> [Task objective]:
Copy every line of the data in which the word "blonde" occurs.

** Material shown follows **

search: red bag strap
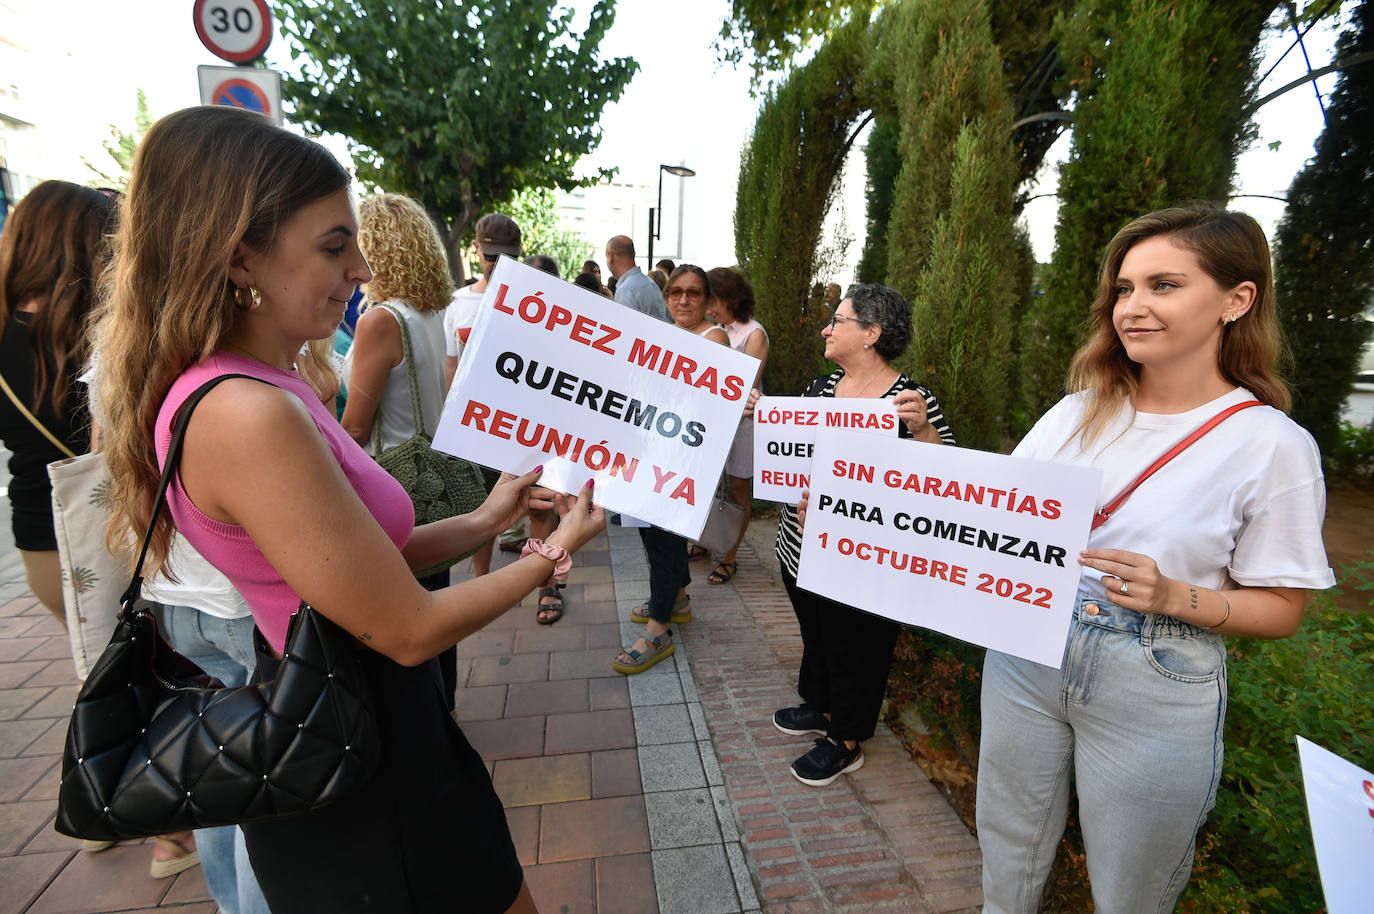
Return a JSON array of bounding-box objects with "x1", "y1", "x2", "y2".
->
[{"x1": 1090, "y1": 400, "x2": 1263, "y2": 530}]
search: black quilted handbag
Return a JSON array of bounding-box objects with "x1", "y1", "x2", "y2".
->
[{"x1": 55, "y1": 375, "x2": 381, "y2": 840}]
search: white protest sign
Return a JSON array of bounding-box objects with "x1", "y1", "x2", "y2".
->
[
  {"x1": 795, "y1": 428, "x2": 1101, "y2": 667},
  {"x1": 433, "y1": 258, "x2": 759, "y2": 540},
  {"x1": 1297, "y1": 736, "x2": 1374, "y2": 914},
  {"x1": 753, "y1": 396, "x2": 899, "y2": 502}
]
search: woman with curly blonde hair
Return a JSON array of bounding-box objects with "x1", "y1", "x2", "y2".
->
[
  {"x1": 91, "y1": 106, "x2": 603, "y2": 913},
  {"x1": 340, "y1": 192, "x2": 452, "y2": 453}
]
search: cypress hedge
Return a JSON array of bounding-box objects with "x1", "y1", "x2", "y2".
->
[
  {"x1": 1019, "y1": 0, "x2": 1275, "y2": 423},
  {"x1": 1274, "y1": 2, "x2": 1374, "y2": 458}
]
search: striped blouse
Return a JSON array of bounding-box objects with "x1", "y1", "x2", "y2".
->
[{"x1": 774, "y1": 369, "x2": 956, "y2": 579}]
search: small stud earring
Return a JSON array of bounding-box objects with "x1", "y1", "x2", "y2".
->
[{"x1": 863, "y1": 342, "x2": 871, "y2": 350}]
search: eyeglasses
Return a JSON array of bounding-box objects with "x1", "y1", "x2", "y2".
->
[
  {"x1": 482, "y1": 252, "x2": 499, "y2": 263},
  {"x1": 667, "y1": 288, "x2": 704, "y2": 301},
  {"x1": 827, "y1": 312, "x2": 866, "y2": 331}
]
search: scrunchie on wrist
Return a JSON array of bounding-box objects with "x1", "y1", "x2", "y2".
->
[{"x1": 520, "y1": 538, "x2": 572, "y2": 587}]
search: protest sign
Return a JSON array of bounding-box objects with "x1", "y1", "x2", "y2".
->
[
  {"x1": 794, "y1": 427, "x2": 1101, "y2": 667},
  {"x1": 1297, "y1": 736, "x2": 1373, "y2": 914},
  {"x1": 433, "y1": 258, "x2": 759, "y2": 539},
  {"x1": 752, "y1": 396, "x2": 899, "y2": 502}
]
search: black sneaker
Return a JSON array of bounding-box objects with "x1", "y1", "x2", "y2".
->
[
  {"x1": 790, "y1": 737, "x2": 864, "y2": 787},
  {"x1": 772, "y1": 706, "x2": 829, "y2": 737}
]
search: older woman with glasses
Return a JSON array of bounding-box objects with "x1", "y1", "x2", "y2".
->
[
  {"x1": 749, "y1": 284, "x2": 956, "y2": 787},
  {"x1": 613, "y1": 265, "x2": 729, "y2": 675}
]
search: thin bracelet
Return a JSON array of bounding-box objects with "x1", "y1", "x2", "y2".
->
[{"x1": 1202, "y1": 591, "x2": 1231, "y2": 630}]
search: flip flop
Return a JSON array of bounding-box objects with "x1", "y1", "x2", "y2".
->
[
  {"x1": 536, "y1": 586, "x2": 564, "y2": 625},
  {"x1": 707, "y1": 561, "x2": 738, "y2": 584}
]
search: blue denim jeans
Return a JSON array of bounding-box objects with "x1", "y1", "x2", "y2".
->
[
  {"x1": 976, "y1": 590, "x2": 1227, "y2": 914},
  {"x1": 155, "y1": 604, "x2": 272, "y2": 914}
]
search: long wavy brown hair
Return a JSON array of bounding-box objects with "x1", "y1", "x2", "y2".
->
[
  {"x1": 1065, "y1": 204, "x2": 1290, "y2": 447},
  {"x1": 0, "y1": 180, "x2": 115, "y2": 412},
  {"x1": 91, "y1": 106, "x2": 350, "y2": 575}
]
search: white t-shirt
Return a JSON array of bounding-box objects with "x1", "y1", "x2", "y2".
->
[
  {"x1": 443, "y1": 285, "x2": 485, "y2": 360},
  {"x1": 343, "y1": 300, "x2": 448, "y2": 456},
  {"x1": 1015, "y1": 387, "x2": 1335, "y2": 602}
]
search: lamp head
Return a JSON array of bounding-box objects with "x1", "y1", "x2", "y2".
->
[{"x1": 660, "y1": 165, "x2": 696, "y2": 178}]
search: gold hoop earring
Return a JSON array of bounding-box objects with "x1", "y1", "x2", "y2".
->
[{"x1": 234, "y1": 286, "x2": 261, "y2": 312}]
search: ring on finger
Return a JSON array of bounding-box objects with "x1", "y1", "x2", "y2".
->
[{"x1": 1119, "y1": 580, "x2": 1129, "y2": 595}]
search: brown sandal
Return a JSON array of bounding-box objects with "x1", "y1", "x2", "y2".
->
[{"x1": 536, "y1": 586, "x2": 564, "y2": 625}]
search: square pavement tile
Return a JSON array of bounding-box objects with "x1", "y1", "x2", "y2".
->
[
  {"x1": 505, "y1": 679, "x2": 589, "y2": 718},
  {"x1": 549, "y1": 648, "x2": 618, "y2": 681},
  {"x1": 505, "y1": 804, "x2": 540, "y2": 866},
  {"x1": 0, "y1": 850, "x2": 74, "y2": 914},
  {"x1": 25, "y1": 843, "x2": 169, "y2": 914},
  {"x1": 514, "y1": 622, "x2": 590, "y2": 654},
  {"x1": 627, "y1": 670, "x2": 684, "y2": 707},
  {"x1": 0, "y1": 754, "x2": 54, "y2": 803},
  {"x1": 467, "y1": 652, "x2": 549, "y2": 686},
  {"x1": 645, "y1": 787, "x2": 723, "y2": 849},
  {"x1": 596, "y1": 852, "x2": 660, "y2": 914},
  {"x1": 638, "y1": 742, "x2": 706, "y2": 792},
  {"x1": 632, "y1": 703, "x2": 695, "y2": 746},
  {"x1": 453, "y1": 684, "x2": 508, "y2": 722},
  {"x1": 538, "y1": 794, "x2": 650, "y2": 863},
  {"x1": 462, "y1": 715, "x2": 545, "y2": 760},
  {"x1": 545, "y1": 708, "x2": 636, "y2": 755},
  {"x1": 652, "y1": 844, "x2": 743, "y2": 914},
  {"x1": 0, "y1": 687, "x2": 49, "y2": 721},
  {"x1": 492, "y1": 753, "x2": 590, "y2": 808},
  {"x1": 591, "y1": 748, "x2": 642, "y2": 799},
  {"x1": 0, "y1": 718, "x2": 54, "y2": 759},
  {"x1": 585, "y1": 622, "x2": 624, "y2": 649},
  {"x1": 456, "y1": 628, "x2": 516, "y2": 658},
  {"x1": 589, "y1": 676, "x2": 630, "y2": 711},
  {"x1": 525, "y1": 858, "x2": 594, "y2": 914}
]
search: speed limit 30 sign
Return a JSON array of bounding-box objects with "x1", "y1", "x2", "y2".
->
[{"x1": 193, "y1": 0, "x2": 272, "y2": 63}]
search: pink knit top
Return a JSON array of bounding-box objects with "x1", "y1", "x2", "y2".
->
[{"x1": 155, "y1": 351, "x2": 414, "y2": 652}]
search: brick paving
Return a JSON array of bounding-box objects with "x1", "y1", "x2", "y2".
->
[{"x1": 0, "y1": 510, "x2": 982, "y2": 913}]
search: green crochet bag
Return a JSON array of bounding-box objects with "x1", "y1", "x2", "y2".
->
[{"x1": 371, "y1": 305, "x2": 489, "y2": 576}]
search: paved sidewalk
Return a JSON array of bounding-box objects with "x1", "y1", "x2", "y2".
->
[{"x1": 0, "y1": 518, "x2": 982, "y2": 913}]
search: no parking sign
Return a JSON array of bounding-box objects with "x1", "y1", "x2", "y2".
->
[{"x1": 198, "y1": 65, "x2": 283, "y2": 125}]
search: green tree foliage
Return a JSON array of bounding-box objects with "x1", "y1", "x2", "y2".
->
[
  {"x1": 1018, "y1": 0, "x2": 1275, "y2": 425},
  {"x1": 874, "y1": 0, "x2": 1023, "y2": 450},
  {"x1": 716, "y1": 0, "x2": 863, "y2": 84},
  {"x1": 734, "y1": 19, "x2": 872, "y2": 397},
  {"x1": 1273, "y1": 3, "x2": 1374, "y2": 457},
  {"x1": 83, "y1": 89, "x2": 152, "y2": 191},
  {"x1": 504, "y1": 187, "x2": 592, "y2": 280},
  {"x1": 275, "y1": 0, "x2": 636, "y2": 281},
  {"x1": 856, "y1": 116, "x2": 900, "y2": 284}
]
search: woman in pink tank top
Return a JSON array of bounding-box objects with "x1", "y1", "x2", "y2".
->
[{"x1": 91, "y1": 106, "x2": 603, "y2": 914}]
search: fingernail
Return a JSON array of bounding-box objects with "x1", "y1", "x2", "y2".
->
[
  {"x1": 534, "y1": 465, "x2": 543, "y2": 474},
  {"x1": 586, "y1": 477, "x2": 595, "y2": 488}
]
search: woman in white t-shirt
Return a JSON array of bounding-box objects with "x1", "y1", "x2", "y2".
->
[{"x1": 976, "y1": 205, "x2": 1335, "y2": 913}]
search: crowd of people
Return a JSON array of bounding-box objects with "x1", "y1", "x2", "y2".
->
[{"x1": 0, "y1": 103, "x2": 1334, "y2": 913}]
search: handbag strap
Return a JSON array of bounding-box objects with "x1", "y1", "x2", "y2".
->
[
  {"x1": 1091, "y1": 399, "x2": 1262, "y2": 530},
  {"x1": 370, "y1": 304, "x2": 427, "y2": 450},
  {"x1": 119, "y1": 373, "x2": 257, "y2": 612},
  {"x1": 0, "y1": 370, "x2": 77, "y2": 459}
]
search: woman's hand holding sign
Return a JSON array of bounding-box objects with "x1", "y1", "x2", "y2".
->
[{"x1": 894, "y1": 388, "x2": 941, "y2": 443}]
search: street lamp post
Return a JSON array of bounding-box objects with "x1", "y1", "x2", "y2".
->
[{"x1": 647, "y1": 163, "x2": 696, "y2": 272}]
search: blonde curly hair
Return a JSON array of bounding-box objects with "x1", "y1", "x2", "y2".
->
[{"x1": 357, "y1": 194, "x2": 454, "y2": 312}]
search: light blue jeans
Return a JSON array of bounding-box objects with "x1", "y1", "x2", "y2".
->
[
  {"x1": 155, "y1": 604, "x2": 273, "y2": 914},
  {"x1": 976, "y1": 590, "x2": 1227, "y2": 914}
]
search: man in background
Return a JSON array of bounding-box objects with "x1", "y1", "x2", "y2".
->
[{"x1": 605, "y1": 234, "x2": 670, "y2": 323}]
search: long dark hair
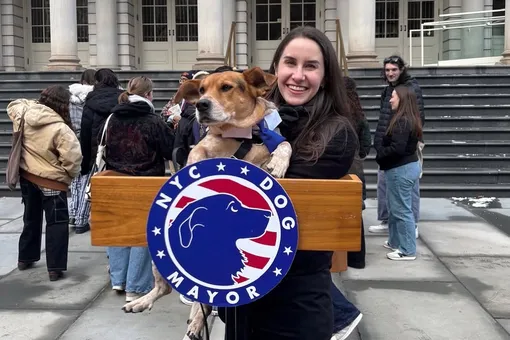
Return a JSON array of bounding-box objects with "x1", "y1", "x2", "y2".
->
[
  {"x1": 94, "y1": 68, "x2": 120, "y2": 89},
  {"x1": 343, "y1": 76, "x2": 365, "y2": 125},
  {"x1": 266, "y1": 26, "x2": 354, "y2": 162},
  {"x1": 38, "y1": 85, "x2": 72, "y2": 127},
  {"x1": 387, "y1": 85, "x2": 423, "y2": 139},
  {"x1": 81, "y1": 69, "x2": 96, "y2": 85}
]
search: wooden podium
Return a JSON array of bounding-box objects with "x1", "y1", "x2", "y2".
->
[{"x1": 89, "y1": 172, "x2": 362, "y2": 272}]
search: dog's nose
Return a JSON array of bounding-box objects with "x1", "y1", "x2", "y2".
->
[{"x1": 196, "y1": 99, "x2": 211, "y2": 112}]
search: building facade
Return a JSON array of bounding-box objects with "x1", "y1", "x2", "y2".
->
[{"x1": 0, "y1": 0, "x2": 509, "y2": 71}]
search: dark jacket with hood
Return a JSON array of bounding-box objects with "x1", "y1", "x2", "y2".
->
[
  {"x1": 374, "y1": 74, "x2": 425, "y2": 152},
  {"x1": 172, "y1": 100, "x2": 201, "y2": 168},
  {"x1": 103, "y1": 99, "x2": 175, "y2": 177},
  {"x1": 220, "y1": 104, "x2": 358, "y2": 340},
  {"x1": 80, "y1": 86, "x2": 124, "y2": 175}
]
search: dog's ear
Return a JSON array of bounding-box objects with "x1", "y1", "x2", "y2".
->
[
  {"x1": 173, "y1": 79, "x2": 201, "y2": 105},
  {"x1": 243, "y1": 67, "x2": 276, "y2": 94},
  {"x1": 178, "y1": 207, "x2": 206, "y2": 248}
]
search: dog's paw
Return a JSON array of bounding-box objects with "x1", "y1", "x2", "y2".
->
[
  {"x1": 266, "y1": 157, "x2": 289, "y2": 178},
  {"x1": 184, "y1": 319, "x2": 206, "y2": 340},
  {"x1": 121, "y1": 297, "x2": 153, "y2": 313},
  {"x1": 183, "y1": 331, "x2": 202, "y2": 340}
]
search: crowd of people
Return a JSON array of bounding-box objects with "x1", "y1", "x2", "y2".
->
[{"x1": 7, "y1": 25, "x2": 424, "y2": 340}]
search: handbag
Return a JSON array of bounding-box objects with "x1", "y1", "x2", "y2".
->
[
  {"x1": 84, "y1": 113, "x2": 114, "y2": 202},
  {"x1": 6, "y1": 112, "x2": 26, "y2": 190}
]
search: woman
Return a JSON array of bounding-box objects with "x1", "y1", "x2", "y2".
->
[
  {"x1": 7, "y1": 86, "x2": 82, "y2": 281},
  {"x1": 68, "y1": 68, "x2": 95, "y2": 231},
  {"x1": 103, "y1": 76, "x2": 175, "y2": 302},
  {"x1": 375, "y1": 85, "x2": 422, "y2": 261},
  {"x1": 79, "y1": 69, "x2": 123, "y2": 234},
  {"x1": 221, "y1": 26, "x2": 358, "y2": 340}
]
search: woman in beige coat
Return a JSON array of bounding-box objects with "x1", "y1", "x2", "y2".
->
[{"x1": 7, "y1": 85, "x2": 82, "y2": 281}]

** End of Material shown **

> [Task result]:
search: woman with curly blonde hair
search: blonde curly hair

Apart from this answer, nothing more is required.